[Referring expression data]
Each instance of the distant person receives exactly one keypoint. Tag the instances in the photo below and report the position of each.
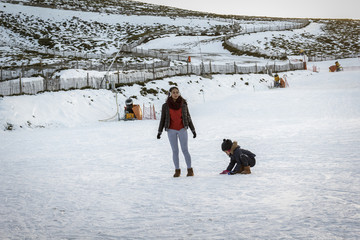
(240, 159)
(338, 66)
(175, 118)
(276, 80)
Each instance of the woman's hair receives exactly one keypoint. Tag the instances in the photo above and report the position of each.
(172, 88)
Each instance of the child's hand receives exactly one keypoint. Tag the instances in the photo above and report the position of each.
(225, 172)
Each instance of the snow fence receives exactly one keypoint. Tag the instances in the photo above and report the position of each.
(39, 84)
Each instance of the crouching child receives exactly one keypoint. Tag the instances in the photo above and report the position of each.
(240, 159)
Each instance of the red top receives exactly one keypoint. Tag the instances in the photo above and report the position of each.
(176, 122)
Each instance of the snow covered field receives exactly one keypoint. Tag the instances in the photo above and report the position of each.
(79, 178)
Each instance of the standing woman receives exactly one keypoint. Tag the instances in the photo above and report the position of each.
(175, 118)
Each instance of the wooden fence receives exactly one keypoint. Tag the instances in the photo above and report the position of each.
(34, 86)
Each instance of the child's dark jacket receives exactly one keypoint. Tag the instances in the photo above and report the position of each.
(240, 157)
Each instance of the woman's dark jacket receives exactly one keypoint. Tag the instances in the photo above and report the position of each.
(165, 118)
(240, 157)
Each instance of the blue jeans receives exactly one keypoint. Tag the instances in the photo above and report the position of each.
(182, 135)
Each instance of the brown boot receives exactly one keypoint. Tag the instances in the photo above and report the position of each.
(177, 172)
(246, 170)
(190, 172)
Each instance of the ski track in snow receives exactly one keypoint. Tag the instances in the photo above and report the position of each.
(113, 180)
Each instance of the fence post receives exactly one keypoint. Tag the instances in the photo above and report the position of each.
(20, 85)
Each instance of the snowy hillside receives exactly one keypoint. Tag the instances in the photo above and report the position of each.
(84, 179)
(66, 174)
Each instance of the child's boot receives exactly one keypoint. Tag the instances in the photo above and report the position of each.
(246, 170)
(190, 172)
(177, 172)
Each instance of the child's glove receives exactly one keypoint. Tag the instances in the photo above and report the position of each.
(225, 172)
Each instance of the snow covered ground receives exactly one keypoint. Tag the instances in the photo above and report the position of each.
(79, 178)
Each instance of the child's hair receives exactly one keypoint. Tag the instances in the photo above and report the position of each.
(172, 88)
(226, 144)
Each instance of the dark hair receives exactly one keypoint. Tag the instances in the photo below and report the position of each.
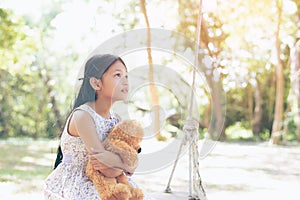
(95, 66)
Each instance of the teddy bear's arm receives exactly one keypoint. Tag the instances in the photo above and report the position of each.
(128, 154)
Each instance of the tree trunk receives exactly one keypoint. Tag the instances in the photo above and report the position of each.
(216, 128)
(153, 89)
(295, 82)
(258, 112)
(278, 114)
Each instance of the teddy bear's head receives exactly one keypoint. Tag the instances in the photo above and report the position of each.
(129, 131)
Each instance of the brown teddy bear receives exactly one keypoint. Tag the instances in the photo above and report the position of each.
(124, 140)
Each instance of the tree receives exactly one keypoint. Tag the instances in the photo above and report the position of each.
(279, 100)
(153, 89)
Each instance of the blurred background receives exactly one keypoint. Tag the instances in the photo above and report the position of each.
(250, 92)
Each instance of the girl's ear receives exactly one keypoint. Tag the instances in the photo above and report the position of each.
(95, 83)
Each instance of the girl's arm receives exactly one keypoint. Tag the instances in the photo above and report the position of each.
(81, 124)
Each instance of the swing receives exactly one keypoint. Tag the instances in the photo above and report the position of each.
(196, 190)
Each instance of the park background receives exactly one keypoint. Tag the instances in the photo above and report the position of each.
(255, 51)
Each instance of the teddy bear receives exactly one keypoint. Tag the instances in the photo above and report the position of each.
(124, 140)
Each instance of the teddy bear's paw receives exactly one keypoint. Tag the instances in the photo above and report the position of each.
(119, 192)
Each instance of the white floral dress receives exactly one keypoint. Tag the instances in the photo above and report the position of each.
(69, 180)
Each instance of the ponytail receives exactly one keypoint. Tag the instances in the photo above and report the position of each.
(96, 66)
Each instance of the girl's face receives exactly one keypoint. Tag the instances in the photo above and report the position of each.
(115, 82)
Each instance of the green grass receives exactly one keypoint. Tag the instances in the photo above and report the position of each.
(23, 159)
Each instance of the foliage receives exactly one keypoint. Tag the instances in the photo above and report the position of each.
(41, 56)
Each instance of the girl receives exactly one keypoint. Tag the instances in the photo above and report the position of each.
(104, 82)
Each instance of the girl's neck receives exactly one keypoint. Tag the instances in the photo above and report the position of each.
(101, 107)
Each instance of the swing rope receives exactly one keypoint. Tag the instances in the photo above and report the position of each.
(191, 133)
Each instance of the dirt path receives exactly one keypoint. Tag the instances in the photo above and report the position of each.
(231, 171)
(235, 171)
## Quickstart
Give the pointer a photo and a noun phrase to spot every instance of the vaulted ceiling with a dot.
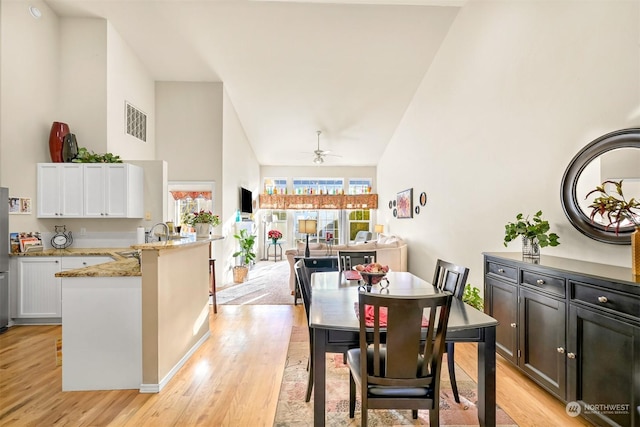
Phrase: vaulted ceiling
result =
(348, 69)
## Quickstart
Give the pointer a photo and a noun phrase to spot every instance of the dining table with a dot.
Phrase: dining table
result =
(335, 329)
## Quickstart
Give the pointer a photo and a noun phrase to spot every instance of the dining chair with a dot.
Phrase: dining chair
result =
(347, 259)
(452, 278)
(304, 268)
(402, 369)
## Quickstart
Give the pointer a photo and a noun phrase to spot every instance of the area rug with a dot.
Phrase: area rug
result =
(292, 410)
(267, 284)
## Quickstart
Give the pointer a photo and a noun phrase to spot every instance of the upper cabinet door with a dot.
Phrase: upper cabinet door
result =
(94, 188)
(60, 192)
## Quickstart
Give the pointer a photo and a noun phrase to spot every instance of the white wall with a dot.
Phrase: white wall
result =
(516, 90)
(240, 168)
(128, 80)
(83, 81)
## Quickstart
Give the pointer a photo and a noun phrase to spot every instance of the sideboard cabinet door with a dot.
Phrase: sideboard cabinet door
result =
(604, 366)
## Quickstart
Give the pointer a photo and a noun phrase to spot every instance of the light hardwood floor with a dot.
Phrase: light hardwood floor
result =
(232, 380)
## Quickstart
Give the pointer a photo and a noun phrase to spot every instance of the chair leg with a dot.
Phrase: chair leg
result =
(310, 369)
(434, 415)
(452, 372)
(352, 396)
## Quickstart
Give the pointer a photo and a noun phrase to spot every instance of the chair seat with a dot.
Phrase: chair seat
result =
(353, 359)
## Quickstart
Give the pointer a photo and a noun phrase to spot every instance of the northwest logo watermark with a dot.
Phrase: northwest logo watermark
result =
(574, 409)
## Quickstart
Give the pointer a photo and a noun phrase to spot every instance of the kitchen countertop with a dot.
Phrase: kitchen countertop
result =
(120, 266)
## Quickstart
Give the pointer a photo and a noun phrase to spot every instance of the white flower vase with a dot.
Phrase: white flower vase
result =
(202, 230)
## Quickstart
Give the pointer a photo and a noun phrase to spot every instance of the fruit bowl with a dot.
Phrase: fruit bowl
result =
(373, 273)
(372, 278)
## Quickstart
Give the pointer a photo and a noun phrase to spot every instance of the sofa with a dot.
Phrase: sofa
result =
(390, 250)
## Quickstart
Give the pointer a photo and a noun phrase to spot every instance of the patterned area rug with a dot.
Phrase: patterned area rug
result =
(267, 284)
(292, 410)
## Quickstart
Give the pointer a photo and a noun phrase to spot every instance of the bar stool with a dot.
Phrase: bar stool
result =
(212, 269)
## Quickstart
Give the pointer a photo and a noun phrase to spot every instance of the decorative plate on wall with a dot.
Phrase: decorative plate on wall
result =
(423, 199)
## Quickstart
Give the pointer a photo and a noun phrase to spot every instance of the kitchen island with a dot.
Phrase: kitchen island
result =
(128, 326)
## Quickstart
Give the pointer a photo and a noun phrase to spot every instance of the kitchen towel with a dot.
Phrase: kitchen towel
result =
(140, 235)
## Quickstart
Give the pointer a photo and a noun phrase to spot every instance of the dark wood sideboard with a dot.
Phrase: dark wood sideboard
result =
(571, 326)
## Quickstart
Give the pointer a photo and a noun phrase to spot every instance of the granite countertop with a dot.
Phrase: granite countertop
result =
(125, 267)
(175, 244)
(112, 252)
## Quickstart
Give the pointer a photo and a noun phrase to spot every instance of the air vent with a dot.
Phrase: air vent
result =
(136, 122)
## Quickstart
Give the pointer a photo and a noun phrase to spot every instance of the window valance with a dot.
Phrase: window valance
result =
(318, 201)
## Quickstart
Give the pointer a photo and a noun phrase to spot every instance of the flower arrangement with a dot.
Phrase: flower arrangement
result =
(614, 209)
(536, 229)
(202, 217)
(274, 234)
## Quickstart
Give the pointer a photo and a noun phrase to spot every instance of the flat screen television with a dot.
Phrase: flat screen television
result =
(246, 201)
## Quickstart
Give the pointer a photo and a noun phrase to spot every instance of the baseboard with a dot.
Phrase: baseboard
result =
(156, 388)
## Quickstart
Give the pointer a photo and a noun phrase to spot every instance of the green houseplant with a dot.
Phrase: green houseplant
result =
(535, 234)
(472, 297)
(246, 254)
(613, 207)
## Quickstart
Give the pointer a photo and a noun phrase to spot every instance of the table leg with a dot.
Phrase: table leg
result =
(487, 378)
(319, 367)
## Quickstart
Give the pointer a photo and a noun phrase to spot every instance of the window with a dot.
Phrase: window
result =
(359, 186)
(275, 186)
(318, 185)
(358, 220)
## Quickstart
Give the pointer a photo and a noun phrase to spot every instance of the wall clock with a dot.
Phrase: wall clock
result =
(62, 239)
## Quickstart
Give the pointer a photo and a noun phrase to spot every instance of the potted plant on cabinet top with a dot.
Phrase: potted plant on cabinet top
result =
(535, 234)
(245, 253)
(202, 221)
(615, 209)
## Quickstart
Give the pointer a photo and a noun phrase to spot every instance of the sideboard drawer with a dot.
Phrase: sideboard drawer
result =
(603, 298)
(505, 272)
(544, 282)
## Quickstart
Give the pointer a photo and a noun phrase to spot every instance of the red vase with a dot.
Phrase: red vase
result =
(56, 140)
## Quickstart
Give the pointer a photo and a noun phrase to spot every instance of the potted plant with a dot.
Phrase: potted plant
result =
(614, 208)
(617, 211)
(274, 235)
(472, 297)
(202, 221)
(535, 234)
(245, 253)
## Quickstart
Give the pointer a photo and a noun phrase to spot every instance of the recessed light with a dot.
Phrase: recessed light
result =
(35, 12)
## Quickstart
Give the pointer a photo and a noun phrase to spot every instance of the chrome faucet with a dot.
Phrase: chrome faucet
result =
(150, 233)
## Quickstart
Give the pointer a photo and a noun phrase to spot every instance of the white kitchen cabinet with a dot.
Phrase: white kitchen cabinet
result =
(90, 190)
(60, 190)
(35, 291)
(113, 190)
(39, 293)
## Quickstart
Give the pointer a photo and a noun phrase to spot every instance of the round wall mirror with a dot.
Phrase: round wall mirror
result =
(613, 156)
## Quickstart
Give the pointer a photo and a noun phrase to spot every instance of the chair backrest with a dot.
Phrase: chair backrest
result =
(362, 236)
(308, 266)
(411, 358)
(347, 259)
(450, 277)
(306, 296)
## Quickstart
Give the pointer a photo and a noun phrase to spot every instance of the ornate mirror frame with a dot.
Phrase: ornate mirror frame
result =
(624, 138)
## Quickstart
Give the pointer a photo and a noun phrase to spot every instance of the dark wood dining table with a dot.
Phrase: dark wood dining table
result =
(336, 329)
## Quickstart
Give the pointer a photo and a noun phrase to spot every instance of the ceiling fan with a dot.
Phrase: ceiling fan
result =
(319, 154)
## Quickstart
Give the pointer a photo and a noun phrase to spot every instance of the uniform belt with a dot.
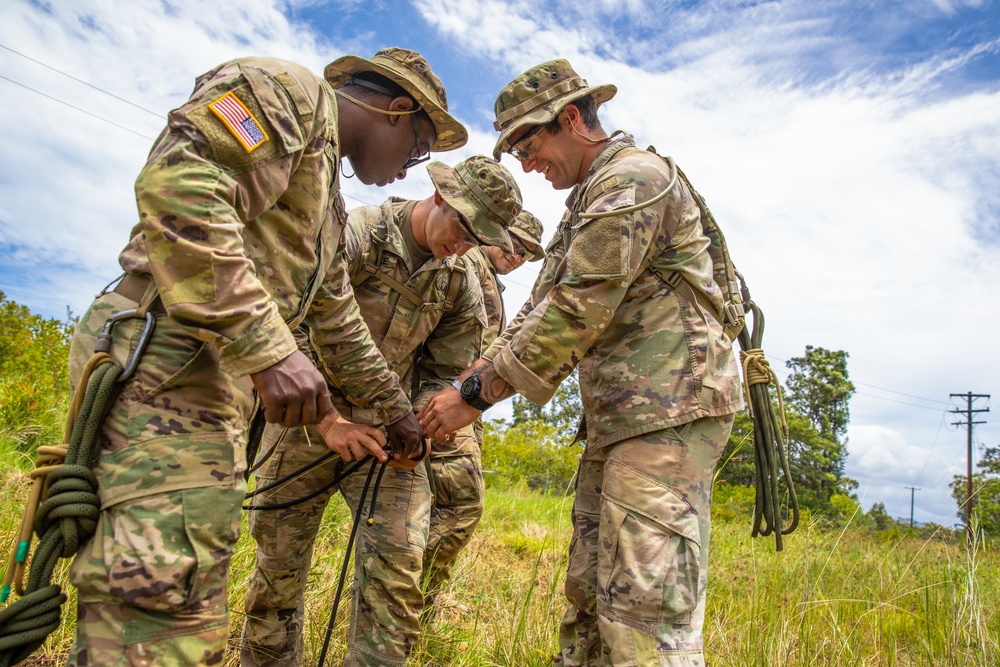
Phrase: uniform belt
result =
(133, 287)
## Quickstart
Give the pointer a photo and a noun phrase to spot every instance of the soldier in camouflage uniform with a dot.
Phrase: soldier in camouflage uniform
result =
(456, 468)
(240, 217)
(423, 305)
(658, 376)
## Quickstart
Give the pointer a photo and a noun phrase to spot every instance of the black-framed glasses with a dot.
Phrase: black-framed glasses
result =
(417, 156)
(524, 148)
(470, 236)
(520, 249)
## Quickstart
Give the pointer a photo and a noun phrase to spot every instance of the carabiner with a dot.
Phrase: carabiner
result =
(104, 338)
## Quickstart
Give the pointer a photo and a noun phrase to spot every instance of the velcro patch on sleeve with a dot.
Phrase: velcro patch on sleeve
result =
(240, 122)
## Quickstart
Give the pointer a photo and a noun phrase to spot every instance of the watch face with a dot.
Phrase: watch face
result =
(470, 388)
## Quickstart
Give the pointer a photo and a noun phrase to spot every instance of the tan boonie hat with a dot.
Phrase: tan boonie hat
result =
(484, 192)
(528, 229)
(410, 70)
(538, 95)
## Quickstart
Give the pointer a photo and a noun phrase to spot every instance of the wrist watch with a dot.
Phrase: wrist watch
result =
(469, 391)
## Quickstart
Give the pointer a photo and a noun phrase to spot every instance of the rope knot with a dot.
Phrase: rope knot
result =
(756, 369)
(72, 506)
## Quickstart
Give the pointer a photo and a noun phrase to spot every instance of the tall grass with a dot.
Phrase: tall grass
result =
(841, 597)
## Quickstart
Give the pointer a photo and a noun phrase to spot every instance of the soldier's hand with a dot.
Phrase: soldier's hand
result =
(408, 444)
(445, 414)
(293, 391)
(352, 441)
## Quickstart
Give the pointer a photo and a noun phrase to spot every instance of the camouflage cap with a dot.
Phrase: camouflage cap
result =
(411, 71)
(483, 191)
(528, 229)
(538, 95)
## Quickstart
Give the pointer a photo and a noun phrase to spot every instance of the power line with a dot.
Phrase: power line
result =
(92, 115)
(90, 85)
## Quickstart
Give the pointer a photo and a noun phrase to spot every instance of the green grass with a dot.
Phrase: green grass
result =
(847, 597)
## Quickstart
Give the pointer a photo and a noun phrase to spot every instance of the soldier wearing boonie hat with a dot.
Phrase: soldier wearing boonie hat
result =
(228, 273)
(660, 384)
(409, 70)
(423, 305)
(455, 467)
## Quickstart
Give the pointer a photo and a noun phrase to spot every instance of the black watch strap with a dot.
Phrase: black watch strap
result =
(470, 393)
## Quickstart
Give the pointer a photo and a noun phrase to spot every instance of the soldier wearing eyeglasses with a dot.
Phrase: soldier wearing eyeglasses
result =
(239, 218)
(456, 468)
(659, 379)
(423, 304)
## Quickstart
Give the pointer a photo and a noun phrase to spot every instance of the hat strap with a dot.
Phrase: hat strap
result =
(538, 99)
(384, 112)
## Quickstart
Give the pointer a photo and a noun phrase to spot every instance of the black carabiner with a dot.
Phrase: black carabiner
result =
(104, 338)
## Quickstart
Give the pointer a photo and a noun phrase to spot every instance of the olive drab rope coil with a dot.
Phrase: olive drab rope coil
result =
(769, 439)
(65, 520)
(68, 516)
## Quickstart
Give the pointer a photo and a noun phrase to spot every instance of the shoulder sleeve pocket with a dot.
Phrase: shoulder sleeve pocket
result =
(600, 246)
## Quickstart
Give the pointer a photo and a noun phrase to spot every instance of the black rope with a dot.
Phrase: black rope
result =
(350, 549)
(326, 487)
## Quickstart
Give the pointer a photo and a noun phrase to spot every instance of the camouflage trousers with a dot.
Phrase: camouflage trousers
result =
(456, 480)
(638, 562)
(152, 580)
(386, 601)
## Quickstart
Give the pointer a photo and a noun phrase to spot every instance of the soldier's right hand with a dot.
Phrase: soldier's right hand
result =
(352, 441)
(293, 391)
(409, 447)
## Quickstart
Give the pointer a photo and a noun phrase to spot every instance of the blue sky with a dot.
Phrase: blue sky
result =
(851, 151)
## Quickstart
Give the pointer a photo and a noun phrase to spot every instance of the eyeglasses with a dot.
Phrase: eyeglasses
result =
(526, 146)
(470, 236)
(417, 155)
(520, 249)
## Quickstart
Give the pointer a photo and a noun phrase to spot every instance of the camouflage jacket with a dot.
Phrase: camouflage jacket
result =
(648, 358)
(492, 293)
(240, 217)
(428, 332)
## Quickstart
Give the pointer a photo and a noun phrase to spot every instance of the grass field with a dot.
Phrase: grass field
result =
(833, 597)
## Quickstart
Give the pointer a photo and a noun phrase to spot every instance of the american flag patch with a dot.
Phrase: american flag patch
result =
(239, 120)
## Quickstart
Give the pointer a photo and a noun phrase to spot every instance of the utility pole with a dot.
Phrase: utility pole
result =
(968, 423)
(913, 489)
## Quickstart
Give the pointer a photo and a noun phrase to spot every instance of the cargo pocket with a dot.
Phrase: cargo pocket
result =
(648, 551)
(171, 552)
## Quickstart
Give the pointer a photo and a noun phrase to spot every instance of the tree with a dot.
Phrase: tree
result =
(985, 492)
(820, 389)
(817, 415)
(562, 412)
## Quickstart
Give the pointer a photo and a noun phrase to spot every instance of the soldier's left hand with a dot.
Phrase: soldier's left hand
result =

### [Exercise goal]
Going by the entries above, repeat exactly the lines that start at the line with "backrest with a dot." and go on through the line with "Phrase: rope knot". Pictures are not part of the copy.

### [Finished task]
Give the pointer a photo and a noun phrase to spot every instance of the chair backrest with a dot.
Phrase: chair backrest
result =
(362, 236)
(308, 266)
(411, 358)
(347, 259)
(450, 277)
(306, 296)
## Quickstart
Give the pointer a photo and a noun phrase to spot every instance of the ornate mirror frame with a dot.
Phrase: ornate mirror frame
result =
(624, 138)
## Quickstart
Give the pointer a photo and a noun phrase to spot every instance of the dark wood dining table with a dot.
Phrase: dark wood dining table
result =
(336, 329)
## Quickstart
Give the pointer a photo and a noun phrase to spot every instance of the ceiling fan with a dot.
Phrase: ceiling fan
result =
(319, 154)
## Quickstart
Give the pointer a photo and a noun phrase to spot every instance of the uniform belt with a dot.
Phrase: uniform belt
result =
(133, 287)
## Quickstart
Give the pointer a photo and a noun phrase to spot every instance of the soldier in camouflage uniform with a dot.
Phrase: soldier in camouflage uniform
result =
(456, 468)
(240, 217)
(423, 305)
(658, 376)
## Quickstart
Give the pointer a photo and a noun phrase to spot every instance of the black-framed glasses with a dot.
Phrase: black-framed glasses
result =
(417, 156)
(524, 148)
(470, 236)
(520, 249)
## Quickstart
Give the pointer a photo and a noun phrase to spot every instance of the carabiner with a dot.
Phrase: carabiner
result =
(104, 338)
## Quickstart
Give the pointer a photo and a noun phrase to spot every instance of the velcro patch on sleeve with a dot.
Phrase: velcro patch on sleeve
result =
(240, 122)
## Quickstart
Give the pointer a photo and a noun phrase to spot every instance of the watch face with a dot.
Phrase: watch face
result =
(470, 388)
## Quickstart
Give the pointer a photo and a noun phrase to spot every instance of the tan boonie hat with a dot.
Phrase: tan boonie hat
result =
(484, 192)
(528, 229)
(410, 70)
(538, 95)
## Quickstart
Give the pointer a photo and a noun phrase to spot every instance of the wrist watch with a dot.
Phrase: wrist watch
result =
(469, 391)
## Quickstart
Give the pointer a photo and a noun phrase to spot every instance of the rope knot with a dot.
Phrase: rope knot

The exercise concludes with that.